- WHAT THIS TASK INVOLVES: Write out every line below that contains "window".

Natural language region descriptions
+++++

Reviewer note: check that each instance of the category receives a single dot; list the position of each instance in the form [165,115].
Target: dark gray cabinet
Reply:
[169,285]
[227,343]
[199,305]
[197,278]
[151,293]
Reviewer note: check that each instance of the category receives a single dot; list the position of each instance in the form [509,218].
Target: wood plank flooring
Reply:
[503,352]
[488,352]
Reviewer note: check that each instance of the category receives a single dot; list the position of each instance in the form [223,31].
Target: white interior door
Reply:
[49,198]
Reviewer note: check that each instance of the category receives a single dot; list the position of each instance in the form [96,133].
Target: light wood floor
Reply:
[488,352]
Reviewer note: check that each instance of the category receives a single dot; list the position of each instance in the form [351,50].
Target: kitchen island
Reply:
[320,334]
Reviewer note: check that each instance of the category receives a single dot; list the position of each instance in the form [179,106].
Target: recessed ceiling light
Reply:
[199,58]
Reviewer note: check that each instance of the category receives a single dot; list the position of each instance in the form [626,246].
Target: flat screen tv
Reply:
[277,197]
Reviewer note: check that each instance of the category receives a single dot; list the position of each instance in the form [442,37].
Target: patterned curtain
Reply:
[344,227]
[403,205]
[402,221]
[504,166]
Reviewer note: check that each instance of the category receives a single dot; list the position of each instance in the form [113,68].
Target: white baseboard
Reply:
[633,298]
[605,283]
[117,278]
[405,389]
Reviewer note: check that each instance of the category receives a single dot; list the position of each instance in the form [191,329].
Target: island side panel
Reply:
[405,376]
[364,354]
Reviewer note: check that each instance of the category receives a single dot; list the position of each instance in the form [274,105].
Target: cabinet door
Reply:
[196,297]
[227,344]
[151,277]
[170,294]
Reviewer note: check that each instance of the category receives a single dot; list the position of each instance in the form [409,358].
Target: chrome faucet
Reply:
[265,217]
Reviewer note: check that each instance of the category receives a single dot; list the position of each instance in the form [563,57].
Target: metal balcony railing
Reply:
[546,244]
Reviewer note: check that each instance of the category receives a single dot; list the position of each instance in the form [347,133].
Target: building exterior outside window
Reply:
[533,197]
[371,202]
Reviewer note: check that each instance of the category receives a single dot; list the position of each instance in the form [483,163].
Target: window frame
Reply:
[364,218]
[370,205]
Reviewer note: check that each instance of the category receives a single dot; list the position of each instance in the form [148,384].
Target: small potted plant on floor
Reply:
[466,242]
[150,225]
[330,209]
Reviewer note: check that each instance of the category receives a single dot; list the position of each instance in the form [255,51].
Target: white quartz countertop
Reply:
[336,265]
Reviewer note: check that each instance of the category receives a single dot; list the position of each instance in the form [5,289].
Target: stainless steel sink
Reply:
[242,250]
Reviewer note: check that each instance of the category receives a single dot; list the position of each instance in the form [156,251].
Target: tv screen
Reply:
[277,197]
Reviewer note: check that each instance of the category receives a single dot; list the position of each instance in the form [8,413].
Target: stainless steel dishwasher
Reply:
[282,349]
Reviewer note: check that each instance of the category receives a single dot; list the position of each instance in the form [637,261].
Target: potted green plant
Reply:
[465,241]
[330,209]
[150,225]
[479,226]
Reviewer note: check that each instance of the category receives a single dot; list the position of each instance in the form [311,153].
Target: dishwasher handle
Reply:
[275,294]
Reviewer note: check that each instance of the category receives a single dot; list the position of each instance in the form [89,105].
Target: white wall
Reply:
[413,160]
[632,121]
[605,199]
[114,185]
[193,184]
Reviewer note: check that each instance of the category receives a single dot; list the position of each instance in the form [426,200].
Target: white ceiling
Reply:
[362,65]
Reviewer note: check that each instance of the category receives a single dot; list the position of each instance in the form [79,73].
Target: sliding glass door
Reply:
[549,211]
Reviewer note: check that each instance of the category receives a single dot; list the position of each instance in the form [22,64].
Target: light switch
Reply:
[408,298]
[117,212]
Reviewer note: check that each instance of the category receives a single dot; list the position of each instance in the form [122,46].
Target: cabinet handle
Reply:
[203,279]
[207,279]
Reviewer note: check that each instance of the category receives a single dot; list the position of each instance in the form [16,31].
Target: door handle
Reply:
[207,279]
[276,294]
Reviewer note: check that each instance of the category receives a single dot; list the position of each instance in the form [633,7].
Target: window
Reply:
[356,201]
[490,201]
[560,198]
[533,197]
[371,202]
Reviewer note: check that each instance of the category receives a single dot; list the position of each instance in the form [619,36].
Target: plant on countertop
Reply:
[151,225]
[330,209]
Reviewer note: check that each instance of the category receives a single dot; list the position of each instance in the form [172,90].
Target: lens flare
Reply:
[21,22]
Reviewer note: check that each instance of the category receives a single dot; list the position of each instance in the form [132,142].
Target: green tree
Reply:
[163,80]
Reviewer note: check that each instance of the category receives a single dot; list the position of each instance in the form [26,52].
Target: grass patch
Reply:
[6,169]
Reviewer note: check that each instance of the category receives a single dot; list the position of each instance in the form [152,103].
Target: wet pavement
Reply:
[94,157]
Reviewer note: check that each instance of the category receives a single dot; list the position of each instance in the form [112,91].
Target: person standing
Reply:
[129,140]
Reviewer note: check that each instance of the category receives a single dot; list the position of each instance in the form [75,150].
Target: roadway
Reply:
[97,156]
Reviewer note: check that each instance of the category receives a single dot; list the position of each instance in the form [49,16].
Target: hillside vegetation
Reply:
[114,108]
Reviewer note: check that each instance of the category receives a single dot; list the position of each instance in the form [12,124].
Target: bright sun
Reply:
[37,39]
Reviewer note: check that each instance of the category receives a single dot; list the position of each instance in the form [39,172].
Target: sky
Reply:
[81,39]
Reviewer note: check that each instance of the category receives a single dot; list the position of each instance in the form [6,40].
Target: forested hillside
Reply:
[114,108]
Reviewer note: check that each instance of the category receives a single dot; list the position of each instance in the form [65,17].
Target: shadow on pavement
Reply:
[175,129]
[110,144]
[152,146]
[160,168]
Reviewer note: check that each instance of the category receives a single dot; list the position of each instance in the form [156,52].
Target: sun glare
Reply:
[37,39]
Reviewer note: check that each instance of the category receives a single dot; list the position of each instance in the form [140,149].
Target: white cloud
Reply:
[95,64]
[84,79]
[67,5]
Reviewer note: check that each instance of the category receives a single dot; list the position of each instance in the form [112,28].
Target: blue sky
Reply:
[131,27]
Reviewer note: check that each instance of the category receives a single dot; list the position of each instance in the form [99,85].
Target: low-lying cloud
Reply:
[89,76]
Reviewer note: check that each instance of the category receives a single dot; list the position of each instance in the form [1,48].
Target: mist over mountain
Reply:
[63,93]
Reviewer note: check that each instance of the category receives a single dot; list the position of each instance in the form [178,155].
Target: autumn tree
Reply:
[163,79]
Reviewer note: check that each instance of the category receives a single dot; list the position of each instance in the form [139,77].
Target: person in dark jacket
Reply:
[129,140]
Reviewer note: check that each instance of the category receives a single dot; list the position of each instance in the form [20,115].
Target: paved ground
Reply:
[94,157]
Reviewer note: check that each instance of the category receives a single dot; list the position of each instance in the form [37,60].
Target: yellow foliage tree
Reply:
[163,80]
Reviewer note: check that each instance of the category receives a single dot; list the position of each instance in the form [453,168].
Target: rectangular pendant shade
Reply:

+++++

- ANSWER FOR THIS EXERCISE:
Target: building exterior outside window
Target: window frame
Target: window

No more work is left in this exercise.